* START TEXT BLOCK *

# can this fern be saved?



## ddavila06 (Jan 31, 2009)

i got hair algea!!  is in my 2.5 gallon and i know the cause- the light timer had be pushed somehow and was on during the day 8-9 hours and during the night!!!! after 1 am for like 4 hours...anywho, i decided to torn it down. all plants have been trashed- nothing fancy- but this trident j. fern takes almost half of the tank!! and i wonder if i can completely kill the algea with some method or if i just should trash it because it will come back with a vengance...it is attached to wood btw, i blacked out the tank for like 3 days now...comments? suggestions? experience? all welcome

how about the sebstrate (amazonia) -bleach heavy and rinse well?-


----------



## davemonkey (Mar 29, 2008)

NOOOOO!! Don't bleach your substrate! 

The fern can be saved. You can put 2mL Hydrogen peroxide into your tank directly and that will work with no side-effects. you can also spray teh peroxide on outside the tank or do a bleach-dip (20 parts water 1 part bleach). Or, you can cut off the affected leaves and let the rhizome put up new leaves. 

Java Fern are tough plants and the rhizome can survive alot of abuse, in my experience. I once had a 'windelov' fern that got covered in algae. I cut 99% of the leaves (this plant was a monster...filled an entire corner in a 55) and after 2 weeks it was covered in new leaves again.

* END TEXT BLOCK *

CHALLENGE 1
Rescale the listing by writing out all its lines again, requests included, with every coordinate and viewBox number in the answers multiplied by 1.8 and rounded to a whole number, halves rounding up.
CHALLENGE 2
Take the fern thread further, picking up right after its last sentence.
The fern thread above has nothing to do with the listing that follows.

* START GIVEN RECORDS *

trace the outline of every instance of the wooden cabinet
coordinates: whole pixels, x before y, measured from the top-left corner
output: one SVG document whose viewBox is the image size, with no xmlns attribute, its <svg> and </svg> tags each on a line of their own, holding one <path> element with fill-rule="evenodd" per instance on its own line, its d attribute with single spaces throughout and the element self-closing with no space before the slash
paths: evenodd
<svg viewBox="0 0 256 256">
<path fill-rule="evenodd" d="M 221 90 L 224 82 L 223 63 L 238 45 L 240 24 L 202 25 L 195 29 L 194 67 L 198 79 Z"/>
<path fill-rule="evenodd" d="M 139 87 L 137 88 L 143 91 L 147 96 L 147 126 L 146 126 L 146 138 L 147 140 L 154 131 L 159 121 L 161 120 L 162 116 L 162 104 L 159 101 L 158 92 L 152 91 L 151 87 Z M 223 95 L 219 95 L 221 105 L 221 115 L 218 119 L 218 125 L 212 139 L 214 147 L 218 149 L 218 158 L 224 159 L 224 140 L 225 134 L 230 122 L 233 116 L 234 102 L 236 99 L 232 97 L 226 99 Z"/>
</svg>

* END GIVEN RECORDS *

EXERCISE ANSWER 1
trace the outline of every instance of the wooden cabinet
coordinates: whole pixels, x before y, measured from the top-left corner
output: one SVG document whose viewBox is the image size, with no xmlns attribute, its <svg> and </svg> tags each on a line of their own, holding one <path> element with fill-rule="evenodd" per instance on its own line, its d attribute with single spaces throughout and the element self-closing with no space before the slash
paths: evenodd
<svg viewBox="0 0 461 461">
<path fill-rule="evenodd" d="M 398 162 L 403 148 L 401 113 L 428 81 L 432 43 L 364 45 L 351 52 L 349 121 L 356 142 Z"/>
<path fill-rule="evenodd" d="M 250 157 L 247 158 L 257 164 L 265 173 L 265 227 L 263 227 L 263 248 L 265 252 L 277 236 L 286 218 L 290 216 L 292 209 L 292 187 L 286 182 L 284 166 L 274 164 L 272 157 Z M 401 171 L 394 171 L 398 189 L 398 207 L 392 214 L 392 225 L 382 250 L 385 265 L 392 268 L 392 284 L 403 286 L 403 252 L 405 241 L 414 220 L 419 209 L 421 184 L 425 178 L 418 175 L 407 178 Z"/>
</svg>

EXERCISE ANSWER 2
There's no point in trying to sanitize your aquarium of algae/algal spores. They will always be there waiting for opportunities to take advantage of mishaps. Just keep conditions fairly consistent and catch the mishaps early and you'll be fine.


----------



## ddavila06 (Jan 31, 2009)

very good, i will try the peroxide  i will upgrade the tank to a 5.5 or 10 because 2.5 is really little lol


----------



## ddavila06 (Jan 31, 2009)

i did a first dose two days ago, how many times should i retreat? there are some malaisian trumpet snails in there that i want to keep but don't want to move now because they probably have some algea on them, will i kill them with repeated threatments?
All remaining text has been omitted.